[What to do]
Among the lines below, tally those holding the string "pillar" and give the total only.

[Excerpted data]
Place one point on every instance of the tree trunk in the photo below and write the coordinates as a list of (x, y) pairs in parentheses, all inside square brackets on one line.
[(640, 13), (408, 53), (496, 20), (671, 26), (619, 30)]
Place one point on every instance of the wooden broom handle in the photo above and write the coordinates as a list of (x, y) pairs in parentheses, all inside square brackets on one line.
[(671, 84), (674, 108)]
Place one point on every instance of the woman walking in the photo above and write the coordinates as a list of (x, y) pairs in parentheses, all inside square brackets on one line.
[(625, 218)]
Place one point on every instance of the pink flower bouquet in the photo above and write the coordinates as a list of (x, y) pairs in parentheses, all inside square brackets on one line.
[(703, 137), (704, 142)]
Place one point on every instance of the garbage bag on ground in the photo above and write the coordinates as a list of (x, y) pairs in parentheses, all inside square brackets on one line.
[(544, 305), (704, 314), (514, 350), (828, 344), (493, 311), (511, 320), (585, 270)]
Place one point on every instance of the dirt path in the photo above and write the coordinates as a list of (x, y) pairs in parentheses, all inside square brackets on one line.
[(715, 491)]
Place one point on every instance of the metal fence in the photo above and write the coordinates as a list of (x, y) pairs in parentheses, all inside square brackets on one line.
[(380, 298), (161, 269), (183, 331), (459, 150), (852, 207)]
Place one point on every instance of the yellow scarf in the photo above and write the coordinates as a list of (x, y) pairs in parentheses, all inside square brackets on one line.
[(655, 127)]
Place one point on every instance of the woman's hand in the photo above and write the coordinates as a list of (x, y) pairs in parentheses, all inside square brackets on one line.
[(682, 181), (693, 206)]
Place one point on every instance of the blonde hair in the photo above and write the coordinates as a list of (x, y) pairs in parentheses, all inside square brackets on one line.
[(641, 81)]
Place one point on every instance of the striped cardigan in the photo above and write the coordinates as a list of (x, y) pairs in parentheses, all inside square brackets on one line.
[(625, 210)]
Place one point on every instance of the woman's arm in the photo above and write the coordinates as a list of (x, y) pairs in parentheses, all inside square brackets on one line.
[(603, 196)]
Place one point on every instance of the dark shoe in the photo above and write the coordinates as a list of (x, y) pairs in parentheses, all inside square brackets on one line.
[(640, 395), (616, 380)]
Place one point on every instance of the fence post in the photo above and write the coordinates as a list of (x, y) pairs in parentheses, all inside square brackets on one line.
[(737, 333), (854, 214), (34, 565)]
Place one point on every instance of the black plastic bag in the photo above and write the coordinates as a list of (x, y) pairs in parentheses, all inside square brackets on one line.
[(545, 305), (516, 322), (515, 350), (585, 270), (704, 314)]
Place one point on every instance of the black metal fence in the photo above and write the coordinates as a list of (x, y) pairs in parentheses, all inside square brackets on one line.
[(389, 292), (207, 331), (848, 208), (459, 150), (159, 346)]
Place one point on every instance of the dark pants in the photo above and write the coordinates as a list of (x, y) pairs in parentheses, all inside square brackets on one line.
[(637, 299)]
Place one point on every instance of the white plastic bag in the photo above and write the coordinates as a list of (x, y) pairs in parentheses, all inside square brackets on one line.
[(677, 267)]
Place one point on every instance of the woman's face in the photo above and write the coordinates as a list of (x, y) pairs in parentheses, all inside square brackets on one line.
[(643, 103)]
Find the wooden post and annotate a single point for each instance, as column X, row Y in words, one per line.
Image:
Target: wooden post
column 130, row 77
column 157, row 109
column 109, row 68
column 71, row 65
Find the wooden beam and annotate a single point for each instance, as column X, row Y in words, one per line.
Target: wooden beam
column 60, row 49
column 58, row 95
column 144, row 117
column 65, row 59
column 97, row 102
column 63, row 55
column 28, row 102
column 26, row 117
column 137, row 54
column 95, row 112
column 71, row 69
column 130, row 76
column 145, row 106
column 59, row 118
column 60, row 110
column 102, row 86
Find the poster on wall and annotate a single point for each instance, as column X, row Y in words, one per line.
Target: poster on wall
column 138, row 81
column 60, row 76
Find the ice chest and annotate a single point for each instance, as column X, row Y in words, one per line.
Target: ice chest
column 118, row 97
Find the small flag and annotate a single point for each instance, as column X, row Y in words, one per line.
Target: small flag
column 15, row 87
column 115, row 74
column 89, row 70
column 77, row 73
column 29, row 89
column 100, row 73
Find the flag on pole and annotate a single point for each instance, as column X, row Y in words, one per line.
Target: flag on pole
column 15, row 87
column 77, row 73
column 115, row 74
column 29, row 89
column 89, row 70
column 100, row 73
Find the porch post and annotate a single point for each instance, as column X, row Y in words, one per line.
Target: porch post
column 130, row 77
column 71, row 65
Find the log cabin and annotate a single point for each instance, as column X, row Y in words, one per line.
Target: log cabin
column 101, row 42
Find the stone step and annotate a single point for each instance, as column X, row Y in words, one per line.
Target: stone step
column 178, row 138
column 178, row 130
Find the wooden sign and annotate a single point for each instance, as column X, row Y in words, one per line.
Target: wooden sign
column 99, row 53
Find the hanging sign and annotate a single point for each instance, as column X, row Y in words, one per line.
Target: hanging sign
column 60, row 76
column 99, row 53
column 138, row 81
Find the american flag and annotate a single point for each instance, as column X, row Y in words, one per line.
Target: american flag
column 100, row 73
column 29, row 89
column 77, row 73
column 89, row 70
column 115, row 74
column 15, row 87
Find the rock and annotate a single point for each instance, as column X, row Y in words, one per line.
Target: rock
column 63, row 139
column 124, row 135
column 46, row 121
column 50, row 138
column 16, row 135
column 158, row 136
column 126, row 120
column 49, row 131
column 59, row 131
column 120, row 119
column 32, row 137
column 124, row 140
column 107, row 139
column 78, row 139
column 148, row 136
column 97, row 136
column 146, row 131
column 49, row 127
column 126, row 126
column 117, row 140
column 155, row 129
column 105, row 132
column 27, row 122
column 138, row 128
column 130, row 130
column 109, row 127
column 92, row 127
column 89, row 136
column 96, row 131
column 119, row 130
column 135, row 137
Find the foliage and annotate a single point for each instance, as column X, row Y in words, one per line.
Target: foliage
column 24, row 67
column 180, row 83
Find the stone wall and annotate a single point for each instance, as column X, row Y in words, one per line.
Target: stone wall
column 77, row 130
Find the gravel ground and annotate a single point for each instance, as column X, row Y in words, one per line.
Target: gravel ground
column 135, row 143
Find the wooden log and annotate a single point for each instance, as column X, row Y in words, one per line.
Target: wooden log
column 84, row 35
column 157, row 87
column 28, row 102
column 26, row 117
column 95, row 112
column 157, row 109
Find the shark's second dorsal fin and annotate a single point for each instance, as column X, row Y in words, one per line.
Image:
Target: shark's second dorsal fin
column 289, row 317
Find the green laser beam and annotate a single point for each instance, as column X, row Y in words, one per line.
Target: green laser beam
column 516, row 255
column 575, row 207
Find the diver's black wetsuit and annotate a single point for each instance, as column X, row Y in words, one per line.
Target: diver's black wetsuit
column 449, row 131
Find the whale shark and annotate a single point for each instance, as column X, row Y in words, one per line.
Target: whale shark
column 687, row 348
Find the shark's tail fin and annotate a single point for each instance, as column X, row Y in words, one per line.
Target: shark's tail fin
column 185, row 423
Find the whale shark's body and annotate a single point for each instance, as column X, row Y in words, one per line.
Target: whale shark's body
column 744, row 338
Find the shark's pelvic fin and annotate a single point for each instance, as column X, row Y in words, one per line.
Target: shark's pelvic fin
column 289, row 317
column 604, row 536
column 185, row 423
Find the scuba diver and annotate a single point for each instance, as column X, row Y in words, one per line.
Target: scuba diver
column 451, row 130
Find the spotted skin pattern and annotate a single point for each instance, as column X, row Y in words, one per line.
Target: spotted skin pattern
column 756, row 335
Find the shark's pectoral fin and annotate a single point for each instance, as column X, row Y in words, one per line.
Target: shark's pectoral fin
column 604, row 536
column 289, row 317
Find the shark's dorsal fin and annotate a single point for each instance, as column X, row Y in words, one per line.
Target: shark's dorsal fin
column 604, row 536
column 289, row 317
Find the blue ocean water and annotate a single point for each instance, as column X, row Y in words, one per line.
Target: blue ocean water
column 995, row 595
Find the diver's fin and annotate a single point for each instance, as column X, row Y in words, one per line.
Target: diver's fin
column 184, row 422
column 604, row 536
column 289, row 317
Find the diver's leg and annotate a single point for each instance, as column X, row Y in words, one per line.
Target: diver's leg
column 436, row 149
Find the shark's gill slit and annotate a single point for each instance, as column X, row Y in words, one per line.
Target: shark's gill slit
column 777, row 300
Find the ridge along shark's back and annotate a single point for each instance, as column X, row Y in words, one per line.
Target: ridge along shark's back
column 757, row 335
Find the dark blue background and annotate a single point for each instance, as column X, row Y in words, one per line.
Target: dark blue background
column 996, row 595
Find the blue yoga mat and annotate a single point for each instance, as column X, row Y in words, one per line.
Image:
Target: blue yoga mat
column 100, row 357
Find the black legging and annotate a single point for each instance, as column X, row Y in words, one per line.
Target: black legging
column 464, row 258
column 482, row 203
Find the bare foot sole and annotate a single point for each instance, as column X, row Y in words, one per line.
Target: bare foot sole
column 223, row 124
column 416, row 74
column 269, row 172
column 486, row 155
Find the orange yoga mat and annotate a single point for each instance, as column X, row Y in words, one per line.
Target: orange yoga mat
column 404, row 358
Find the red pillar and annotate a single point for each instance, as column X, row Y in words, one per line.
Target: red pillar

[Written answer]
2